▶ TASKS TO PERFORM:
(a) In the wrestling passage, which promotion presented Wrestle Kingdom 9 nationally on American pay-per-view?
(b) Count the lines of the records that contain the string "pole". Give only the number.

▶ PASSAGE TO READ:
+ + +
Wrestle Kingdom, New Japan’s major annual show, its equivalent to Wrestlemania, aired on American pay-per-view for the first time earlier this month. It was presented nationally by Global Force Wrestling, a new vaguely-defined promotion run by the WCW, WWF and TNA veteran Jeff Jarrett. Jarrett hired two American broadcasters to call the show, Matt Stryker, a former WWE wrestler and color commentator, and living legend Jim Ross, perhaps the most beloved and talented wrestling play-by-play man of all time. For decades American wrestling fans have imported tapes or watched YouTube streams of Japanese wrestling with the original Japanese commentary, which is the only audio that’s been available. Without an English audio track, most western fans of Japanese wrestling watch purely out of appreciation for the art of wrestling, trying as best they can to understand the storylines and character motivation through the context of the match and the actions of its competitors. Hearing Jim Ross’s timeless voice cut through the language barrier on Wrestle Kingdom 9 was a crucial moment for Japanese wrestling—it was like reading the first English translation of Homer. Wrestle Kingdom 9 was the first major wrestling show of the year—it easily could wind up being the best when the year is done—and that English commentary and PPV deal made it available to a larger audience than New Japan has ever had in America.
+ + +
▶ PROVIDED DATA:
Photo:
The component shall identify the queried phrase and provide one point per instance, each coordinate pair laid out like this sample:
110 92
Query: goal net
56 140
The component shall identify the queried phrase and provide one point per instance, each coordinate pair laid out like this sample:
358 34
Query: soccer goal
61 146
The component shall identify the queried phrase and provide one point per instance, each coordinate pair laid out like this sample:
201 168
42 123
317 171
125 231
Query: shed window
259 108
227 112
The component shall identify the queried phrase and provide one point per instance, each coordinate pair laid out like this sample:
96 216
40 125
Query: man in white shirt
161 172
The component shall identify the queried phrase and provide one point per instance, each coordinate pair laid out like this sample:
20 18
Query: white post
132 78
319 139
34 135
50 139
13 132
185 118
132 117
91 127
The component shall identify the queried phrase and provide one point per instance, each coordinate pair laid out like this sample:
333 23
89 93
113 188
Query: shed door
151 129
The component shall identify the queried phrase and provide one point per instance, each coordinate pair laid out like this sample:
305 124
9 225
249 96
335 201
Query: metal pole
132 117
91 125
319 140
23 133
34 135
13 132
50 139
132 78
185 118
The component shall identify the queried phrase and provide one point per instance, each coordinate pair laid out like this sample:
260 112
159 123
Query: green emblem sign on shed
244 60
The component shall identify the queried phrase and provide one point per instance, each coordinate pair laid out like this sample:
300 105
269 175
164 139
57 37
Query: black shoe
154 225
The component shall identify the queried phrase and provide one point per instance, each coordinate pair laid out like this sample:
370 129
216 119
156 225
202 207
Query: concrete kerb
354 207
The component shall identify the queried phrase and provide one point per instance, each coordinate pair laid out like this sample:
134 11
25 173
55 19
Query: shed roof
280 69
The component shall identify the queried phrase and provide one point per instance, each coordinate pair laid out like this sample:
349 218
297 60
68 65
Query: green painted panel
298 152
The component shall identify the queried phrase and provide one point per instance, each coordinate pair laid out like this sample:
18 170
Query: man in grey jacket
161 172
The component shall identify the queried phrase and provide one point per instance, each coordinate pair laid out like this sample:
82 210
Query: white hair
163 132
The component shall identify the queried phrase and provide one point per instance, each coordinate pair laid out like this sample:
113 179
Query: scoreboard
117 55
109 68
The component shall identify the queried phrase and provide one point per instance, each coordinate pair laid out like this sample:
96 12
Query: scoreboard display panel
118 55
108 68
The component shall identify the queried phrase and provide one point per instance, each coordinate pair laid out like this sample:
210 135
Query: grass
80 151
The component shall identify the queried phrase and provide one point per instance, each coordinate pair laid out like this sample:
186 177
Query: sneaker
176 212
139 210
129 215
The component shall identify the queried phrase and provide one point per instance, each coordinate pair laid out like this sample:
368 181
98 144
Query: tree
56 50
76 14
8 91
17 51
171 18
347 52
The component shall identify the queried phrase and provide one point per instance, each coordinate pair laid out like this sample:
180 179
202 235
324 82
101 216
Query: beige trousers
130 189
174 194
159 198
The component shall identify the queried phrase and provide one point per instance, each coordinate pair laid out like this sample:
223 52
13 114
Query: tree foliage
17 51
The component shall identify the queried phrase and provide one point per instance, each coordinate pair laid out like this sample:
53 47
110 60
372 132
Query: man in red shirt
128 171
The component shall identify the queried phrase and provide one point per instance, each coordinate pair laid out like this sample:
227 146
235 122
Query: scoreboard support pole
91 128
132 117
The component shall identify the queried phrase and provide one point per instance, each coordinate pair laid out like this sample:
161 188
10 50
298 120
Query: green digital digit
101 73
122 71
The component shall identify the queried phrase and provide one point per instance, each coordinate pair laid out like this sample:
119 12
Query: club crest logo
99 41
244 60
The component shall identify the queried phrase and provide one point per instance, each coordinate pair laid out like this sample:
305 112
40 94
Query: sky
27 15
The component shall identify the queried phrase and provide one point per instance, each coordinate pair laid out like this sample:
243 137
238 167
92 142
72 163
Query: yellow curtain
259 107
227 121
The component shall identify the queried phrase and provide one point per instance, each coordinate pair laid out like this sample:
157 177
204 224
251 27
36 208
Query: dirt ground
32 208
+ + +
▶ ANSWERS FOR THE EXERCISE:
(a) Global Force Wrestling

(b) 2